[Excerpts of pointing data]

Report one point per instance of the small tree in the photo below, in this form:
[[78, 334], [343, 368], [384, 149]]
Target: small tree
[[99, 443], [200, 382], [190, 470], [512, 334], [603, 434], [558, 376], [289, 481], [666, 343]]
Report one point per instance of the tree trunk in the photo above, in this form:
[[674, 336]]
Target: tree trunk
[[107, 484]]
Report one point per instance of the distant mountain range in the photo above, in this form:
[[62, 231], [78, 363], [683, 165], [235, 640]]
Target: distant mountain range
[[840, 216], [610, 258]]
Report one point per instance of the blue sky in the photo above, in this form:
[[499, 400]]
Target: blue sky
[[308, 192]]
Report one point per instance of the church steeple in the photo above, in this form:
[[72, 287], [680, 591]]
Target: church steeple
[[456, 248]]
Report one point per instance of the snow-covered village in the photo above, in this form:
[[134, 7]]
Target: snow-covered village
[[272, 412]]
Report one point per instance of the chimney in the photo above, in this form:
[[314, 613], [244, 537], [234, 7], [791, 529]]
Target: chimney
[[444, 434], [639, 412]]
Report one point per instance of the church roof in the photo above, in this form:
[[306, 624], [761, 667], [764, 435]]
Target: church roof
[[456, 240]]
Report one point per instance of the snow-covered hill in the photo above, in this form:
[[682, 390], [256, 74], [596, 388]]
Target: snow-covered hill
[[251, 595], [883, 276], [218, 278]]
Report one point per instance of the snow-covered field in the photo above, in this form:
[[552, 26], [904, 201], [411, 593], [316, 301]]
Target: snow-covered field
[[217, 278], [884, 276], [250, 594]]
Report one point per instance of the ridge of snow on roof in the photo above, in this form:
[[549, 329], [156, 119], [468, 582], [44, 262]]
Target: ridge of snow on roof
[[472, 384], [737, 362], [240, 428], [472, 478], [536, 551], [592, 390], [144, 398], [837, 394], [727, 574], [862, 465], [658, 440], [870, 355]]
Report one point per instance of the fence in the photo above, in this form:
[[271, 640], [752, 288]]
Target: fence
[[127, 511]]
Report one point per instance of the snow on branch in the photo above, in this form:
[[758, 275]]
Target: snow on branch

## WORK TO BE COMPLETED
Format the lines from the one containing "Report one point per instance of the fence" through the end of the entries above as a JSON list of strings, one string per line, leaving out any blank lines.

## THE ANSWER
[
  "Report one point per instance of the fence in the photo above, in this form:",
  "[[271, 640], [752, 288]]",
  "Target: fence",
  "[[127, 511]]",
  "Report one point per instance of the snow on branch in the photo above, in this form:",
  "[[758, 275]]",
  "Target: snow on branch"
]